## [TUGAS LATIHAN]
Teruskan teks tentang shalat sebagai sarana mengingat Allah di bawah ini, dimulai sesudah kalimat terakhirnya.

## [KUTIPAN SUMBER]

Shalat adalah sarana paling efektif untuk mengingat Allah (dzikrullah). Kecemasan, ketakutan, frustasi, kesedihan adalah keadaan-keadaan jiwa yang membuat hati kalut dan rentan terhadap godaan-godaan setan. Dalam kepanikan hatinya, manusia terkadang sering mengikuti pikiran pendeknya hingga terjerumus pada kebinasaannya. Saat manusia dalam keadaan yang selemah itu, maka dia membutuhkan Allah sebagai penguatnya. Obat bagi setiap hati yang panik dan kalut adalah dzikrullah, mengingat Allah dengan hati dan pikirannya. Allah telah berjanji melalui firman-Nya:

“(Yaitu) orang-orang yang beriman dan hati mereka menjadi tentram dengan mengingat Allah (dzikir). Ingatlah, dengan mengingat Allah, hati menjadi tentram.” (QS. Ar-Ra’du:28).

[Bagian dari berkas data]
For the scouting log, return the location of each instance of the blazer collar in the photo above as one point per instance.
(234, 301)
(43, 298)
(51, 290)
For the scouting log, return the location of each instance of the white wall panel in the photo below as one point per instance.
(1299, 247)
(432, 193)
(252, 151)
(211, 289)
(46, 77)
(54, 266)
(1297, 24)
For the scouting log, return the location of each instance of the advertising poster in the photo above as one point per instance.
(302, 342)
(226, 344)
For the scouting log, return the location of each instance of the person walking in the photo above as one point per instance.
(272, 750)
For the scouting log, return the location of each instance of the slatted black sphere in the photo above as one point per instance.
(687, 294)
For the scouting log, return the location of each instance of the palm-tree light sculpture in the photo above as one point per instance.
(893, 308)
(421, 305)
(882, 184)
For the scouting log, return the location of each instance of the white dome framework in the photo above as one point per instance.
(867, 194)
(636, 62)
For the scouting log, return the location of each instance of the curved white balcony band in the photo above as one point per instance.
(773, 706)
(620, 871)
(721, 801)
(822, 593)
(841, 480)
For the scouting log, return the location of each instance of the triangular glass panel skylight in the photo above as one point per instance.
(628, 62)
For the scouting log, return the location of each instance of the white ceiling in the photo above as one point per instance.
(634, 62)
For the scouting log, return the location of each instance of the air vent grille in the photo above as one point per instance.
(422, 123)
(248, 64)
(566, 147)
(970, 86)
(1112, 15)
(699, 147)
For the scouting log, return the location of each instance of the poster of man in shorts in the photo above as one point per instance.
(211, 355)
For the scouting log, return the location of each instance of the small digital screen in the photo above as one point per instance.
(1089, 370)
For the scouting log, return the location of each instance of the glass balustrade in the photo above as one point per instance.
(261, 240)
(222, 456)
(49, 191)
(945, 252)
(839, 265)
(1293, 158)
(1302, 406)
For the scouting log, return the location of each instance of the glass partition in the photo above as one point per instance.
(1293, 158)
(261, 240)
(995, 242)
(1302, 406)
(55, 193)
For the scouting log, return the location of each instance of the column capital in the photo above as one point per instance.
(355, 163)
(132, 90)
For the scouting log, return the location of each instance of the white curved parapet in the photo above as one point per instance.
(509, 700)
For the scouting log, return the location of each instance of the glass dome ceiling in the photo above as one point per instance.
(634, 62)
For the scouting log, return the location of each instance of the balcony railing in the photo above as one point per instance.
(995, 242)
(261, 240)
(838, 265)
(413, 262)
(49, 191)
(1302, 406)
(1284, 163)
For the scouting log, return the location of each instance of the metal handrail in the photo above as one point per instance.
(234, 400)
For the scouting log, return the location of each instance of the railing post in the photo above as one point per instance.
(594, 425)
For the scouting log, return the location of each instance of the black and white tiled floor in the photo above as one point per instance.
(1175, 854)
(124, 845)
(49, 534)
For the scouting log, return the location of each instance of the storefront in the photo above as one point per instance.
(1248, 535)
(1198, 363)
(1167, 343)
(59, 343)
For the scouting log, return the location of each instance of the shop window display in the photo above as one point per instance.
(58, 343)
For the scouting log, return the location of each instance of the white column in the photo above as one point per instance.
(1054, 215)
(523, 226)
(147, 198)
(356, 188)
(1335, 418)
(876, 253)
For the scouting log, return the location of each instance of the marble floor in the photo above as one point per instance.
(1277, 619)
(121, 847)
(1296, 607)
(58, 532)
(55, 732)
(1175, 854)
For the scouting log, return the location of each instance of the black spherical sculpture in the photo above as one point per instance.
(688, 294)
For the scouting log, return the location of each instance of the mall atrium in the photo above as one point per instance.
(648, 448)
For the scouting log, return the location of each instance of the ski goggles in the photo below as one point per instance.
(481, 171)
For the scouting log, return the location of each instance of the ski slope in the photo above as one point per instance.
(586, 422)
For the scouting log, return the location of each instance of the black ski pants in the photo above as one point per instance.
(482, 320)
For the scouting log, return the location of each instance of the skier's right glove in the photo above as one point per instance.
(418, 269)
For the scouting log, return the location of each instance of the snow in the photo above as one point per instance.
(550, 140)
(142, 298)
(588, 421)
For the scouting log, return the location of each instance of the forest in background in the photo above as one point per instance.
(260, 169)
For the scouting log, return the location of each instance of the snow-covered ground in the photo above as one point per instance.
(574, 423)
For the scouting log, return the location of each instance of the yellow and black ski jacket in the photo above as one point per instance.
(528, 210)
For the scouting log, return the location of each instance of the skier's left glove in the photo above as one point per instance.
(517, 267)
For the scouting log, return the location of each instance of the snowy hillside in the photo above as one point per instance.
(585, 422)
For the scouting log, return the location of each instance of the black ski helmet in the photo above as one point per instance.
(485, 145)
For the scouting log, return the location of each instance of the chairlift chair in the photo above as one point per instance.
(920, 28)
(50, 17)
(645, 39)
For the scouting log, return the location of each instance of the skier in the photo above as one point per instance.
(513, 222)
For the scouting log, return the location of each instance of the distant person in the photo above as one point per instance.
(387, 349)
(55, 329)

## [JAWABAN SOAL]
Jika hati masih tetap galau maka berintrospeksilah, barangkali masih ada yang membuat-Nya murka kepadamu. Bersihkanlah lambungmu dari zat-zat yang haram dengan memperbanyak istighfar, musnahkanlah benda-benda sakti dan kramat yang menguasaimu selama ini, putuskanlah hubunganmu dengan manusia ‘mandraguna’ dan jin yang menjadi langgananmu di setiap masalahmu dan segeralah bertaubat.

Berhasanah Atas Nama-Nya

Musibah datang saat kau sedang giat-giatnya beribadah. Dengan serta merta kau merasa ada ketidakadilan. Mengapa bukan mereka yang tak pernah shalat dan suka berbuat zhalim itu yang ditimpa musibah?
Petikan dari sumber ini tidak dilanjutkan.